* **Exercise goal**
Pull out each line of the material below that contains the string "Target". Case counts.
* BEGIN *
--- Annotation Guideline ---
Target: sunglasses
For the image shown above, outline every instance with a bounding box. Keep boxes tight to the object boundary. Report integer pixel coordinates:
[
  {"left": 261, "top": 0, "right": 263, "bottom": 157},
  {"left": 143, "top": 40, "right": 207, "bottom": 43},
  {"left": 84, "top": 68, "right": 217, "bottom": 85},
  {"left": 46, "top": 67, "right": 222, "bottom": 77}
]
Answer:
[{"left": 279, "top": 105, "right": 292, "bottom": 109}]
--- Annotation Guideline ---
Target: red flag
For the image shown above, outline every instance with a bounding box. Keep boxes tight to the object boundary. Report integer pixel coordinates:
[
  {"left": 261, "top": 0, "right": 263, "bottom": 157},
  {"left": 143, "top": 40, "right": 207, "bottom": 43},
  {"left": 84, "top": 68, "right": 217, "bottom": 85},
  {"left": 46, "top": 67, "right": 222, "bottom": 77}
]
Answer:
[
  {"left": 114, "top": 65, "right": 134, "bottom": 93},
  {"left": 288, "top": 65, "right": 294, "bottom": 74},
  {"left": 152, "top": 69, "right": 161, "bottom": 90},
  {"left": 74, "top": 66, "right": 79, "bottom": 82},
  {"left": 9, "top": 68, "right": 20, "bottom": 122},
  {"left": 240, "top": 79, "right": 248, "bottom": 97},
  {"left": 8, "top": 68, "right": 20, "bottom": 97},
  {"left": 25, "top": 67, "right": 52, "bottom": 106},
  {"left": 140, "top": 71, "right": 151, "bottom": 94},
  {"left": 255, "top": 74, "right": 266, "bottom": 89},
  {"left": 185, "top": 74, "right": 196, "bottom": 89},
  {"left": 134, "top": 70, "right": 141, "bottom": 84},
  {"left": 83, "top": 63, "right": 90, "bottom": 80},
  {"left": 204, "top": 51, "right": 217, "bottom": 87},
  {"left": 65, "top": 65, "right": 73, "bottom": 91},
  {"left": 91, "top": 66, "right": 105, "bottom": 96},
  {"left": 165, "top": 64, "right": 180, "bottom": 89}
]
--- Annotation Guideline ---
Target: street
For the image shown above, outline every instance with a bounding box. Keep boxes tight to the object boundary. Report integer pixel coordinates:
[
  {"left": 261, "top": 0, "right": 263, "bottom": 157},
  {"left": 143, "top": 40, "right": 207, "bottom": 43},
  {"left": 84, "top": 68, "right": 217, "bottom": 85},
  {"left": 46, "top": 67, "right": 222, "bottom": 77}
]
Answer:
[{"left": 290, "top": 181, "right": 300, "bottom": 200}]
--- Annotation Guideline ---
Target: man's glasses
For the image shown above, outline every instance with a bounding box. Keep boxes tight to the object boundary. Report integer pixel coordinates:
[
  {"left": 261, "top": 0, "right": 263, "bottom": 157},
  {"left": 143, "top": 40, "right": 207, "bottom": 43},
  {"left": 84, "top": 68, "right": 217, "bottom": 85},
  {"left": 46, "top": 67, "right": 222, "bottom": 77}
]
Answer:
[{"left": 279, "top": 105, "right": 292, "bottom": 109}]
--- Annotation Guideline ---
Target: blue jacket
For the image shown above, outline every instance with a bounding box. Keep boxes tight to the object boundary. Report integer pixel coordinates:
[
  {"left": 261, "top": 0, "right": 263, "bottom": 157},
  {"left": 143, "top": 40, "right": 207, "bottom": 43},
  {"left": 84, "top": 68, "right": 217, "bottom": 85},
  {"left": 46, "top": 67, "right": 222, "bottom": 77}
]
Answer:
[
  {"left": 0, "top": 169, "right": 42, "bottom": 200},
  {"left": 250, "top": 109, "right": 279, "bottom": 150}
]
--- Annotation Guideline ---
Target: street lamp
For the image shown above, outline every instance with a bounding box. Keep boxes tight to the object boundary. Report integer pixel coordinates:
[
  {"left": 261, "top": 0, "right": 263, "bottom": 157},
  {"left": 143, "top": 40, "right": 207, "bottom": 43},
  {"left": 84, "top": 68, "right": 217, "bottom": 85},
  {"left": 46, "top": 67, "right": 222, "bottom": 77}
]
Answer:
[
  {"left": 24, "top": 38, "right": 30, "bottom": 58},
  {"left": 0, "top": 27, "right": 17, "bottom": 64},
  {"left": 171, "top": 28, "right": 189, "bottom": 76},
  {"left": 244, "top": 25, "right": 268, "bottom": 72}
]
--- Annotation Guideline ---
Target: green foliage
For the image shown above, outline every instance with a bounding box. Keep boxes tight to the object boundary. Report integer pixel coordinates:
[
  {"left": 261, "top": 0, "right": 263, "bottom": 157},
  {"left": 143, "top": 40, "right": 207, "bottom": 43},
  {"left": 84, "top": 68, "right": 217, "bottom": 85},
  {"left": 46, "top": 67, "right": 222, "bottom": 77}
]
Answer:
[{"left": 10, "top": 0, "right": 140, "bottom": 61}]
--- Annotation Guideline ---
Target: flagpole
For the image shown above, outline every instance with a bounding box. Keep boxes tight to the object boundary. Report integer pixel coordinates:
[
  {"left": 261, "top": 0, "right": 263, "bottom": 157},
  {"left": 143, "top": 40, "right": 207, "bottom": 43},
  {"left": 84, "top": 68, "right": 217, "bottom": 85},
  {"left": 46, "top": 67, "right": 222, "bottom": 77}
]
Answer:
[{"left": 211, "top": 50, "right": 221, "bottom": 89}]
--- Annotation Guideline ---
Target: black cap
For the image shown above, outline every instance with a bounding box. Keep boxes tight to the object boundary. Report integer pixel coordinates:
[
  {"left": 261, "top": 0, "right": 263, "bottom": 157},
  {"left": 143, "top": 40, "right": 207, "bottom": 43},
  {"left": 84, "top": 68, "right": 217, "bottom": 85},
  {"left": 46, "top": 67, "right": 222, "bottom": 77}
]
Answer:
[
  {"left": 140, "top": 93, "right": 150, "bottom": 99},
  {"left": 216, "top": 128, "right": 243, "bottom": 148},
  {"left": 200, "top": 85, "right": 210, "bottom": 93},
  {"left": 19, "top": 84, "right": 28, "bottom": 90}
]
* END *
* **Exercise answer**
Target: sunglasses
Target: red flag
Target: street
Target: man's glasses
Target: blue jacket
Target: street lamp
Target: green foliage
Target: flagpole
Target: black cap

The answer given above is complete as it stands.